▶ _HOW TO COMPLETE THIS TASK_
Only text belongs in your copy of the listing below; reproduce it exactly and leave out the pictures.

▶ _EXTRACTED DATA_
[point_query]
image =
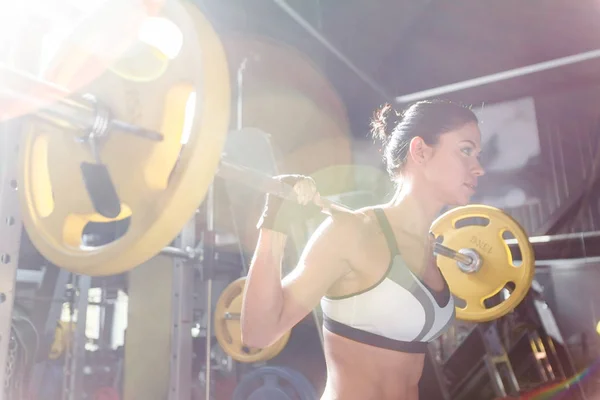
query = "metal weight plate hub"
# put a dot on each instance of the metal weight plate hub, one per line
(183, 94)
(497, 267)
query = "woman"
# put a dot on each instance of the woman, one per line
(382, 295)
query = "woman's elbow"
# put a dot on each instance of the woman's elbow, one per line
(255, 334)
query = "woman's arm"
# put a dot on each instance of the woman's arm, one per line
(272, 307)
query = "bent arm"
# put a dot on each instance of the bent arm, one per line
(271, 307)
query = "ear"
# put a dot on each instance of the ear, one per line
(419, 151)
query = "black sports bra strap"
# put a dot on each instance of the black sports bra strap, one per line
(387, 231)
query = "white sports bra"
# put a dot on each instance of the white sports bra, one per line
(400, 312)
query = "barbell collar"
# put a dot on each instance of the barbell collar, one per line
(267, 184)
(58, 106)
(441, 250)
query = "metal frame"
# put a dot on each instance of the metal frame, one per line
(182, 301)
(11, 228)
(498, 77)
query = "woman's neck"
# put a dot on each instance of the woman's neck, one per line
(414, 208)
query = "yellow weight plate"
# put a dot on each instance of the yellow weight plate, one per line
(497, 268)
(159, 184)
(228, 330)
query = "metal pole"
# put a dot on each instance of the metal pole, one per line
(208, 268)
(11, 227)
(500, 76)
(240, 94)
(24, 94)
(182, 303)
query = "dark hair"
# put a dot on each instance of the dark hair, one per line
(427, 119)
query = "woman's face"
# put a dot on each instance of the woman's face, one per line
(453, 166)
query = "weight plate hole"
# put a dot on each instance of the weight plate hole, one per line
(515, 254)
(501, 296)
(96, 234)
(459, 302)
(471, 221)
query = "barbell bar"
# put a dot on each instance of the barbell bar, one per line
(158, 186)
(56, 105)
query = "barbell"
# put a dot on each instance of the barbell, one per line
(110, 142)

▶ _ANSWER SPACE_
[point_query]
image =
query = "metal weight plate hub"
# put a dot on each instance of the metal weight plate hub, one per line
(183, 94)
(497, 267)
query = "woman"
# put a dot on each instance of the woman, one per line
(382, 295)
query = "woman's elbow"
# put a dot on each instance of the woman's elbow, one per line
(255, 334)
query = "woman's arm"
# put a dot on each instance of the woman's arm, one per line
(272, 307)
query = "bent arm"
# put a dot on each instance of the bent arm, one per line
(271, 307)
query = "ear"
# put a dot on each instance of the ear, one per line
(419, 151)
query = "black sports bra strap"
# put a dot on each instance of the black sports bra strap, one per line
(387, 231)
query = "white sports bra"
# put a dot on each instance of the white sports bra, one per line
(400, 312)
query = "barbell collar"
# put a dot on each instance of the barbell collar, one per line
(267, 184)
(58, 106)
(441, 250)
query = "metal frame"
# put a dot on each instance of the metal frame, one per line
(182, 301)
(11, 228)
(498, 77)
query = "woman's neck"
# put a dot on each instance of the woman's neck, one per line
(414, 208)
query = "yellow weight plate"
# put a dot on each instance of the yellow weight plate, one per line
(497, 268)
(159, 184)
(228, 330)
query = "metal pole"
# put a dot on each instance of the metal pole, one per line
(208, 268)
(11, 227)
(500, 76)
(240, 94)
(24, 94)
(182, 303)
query = "dark hair"
# put a dot on each instance of the dark hair, one per line
(427, 119)
query = "woman's face"
# put a dot on each instance of the woman's face, one per line
(453, 166)
query = "weight plate hole"
# put a dot on each instance of the weight plate hole, one per line
(515, 254)
(501, 296)
(96, 234)
(459, 302)
(471, 221)
query = "barbell bar"
# put a dot on each instance of the barbell bar, one per line
(158, 186)
(56, 105)
query = "barbell"
# put a dot on each instance of the barbell, one per line
(110, 142)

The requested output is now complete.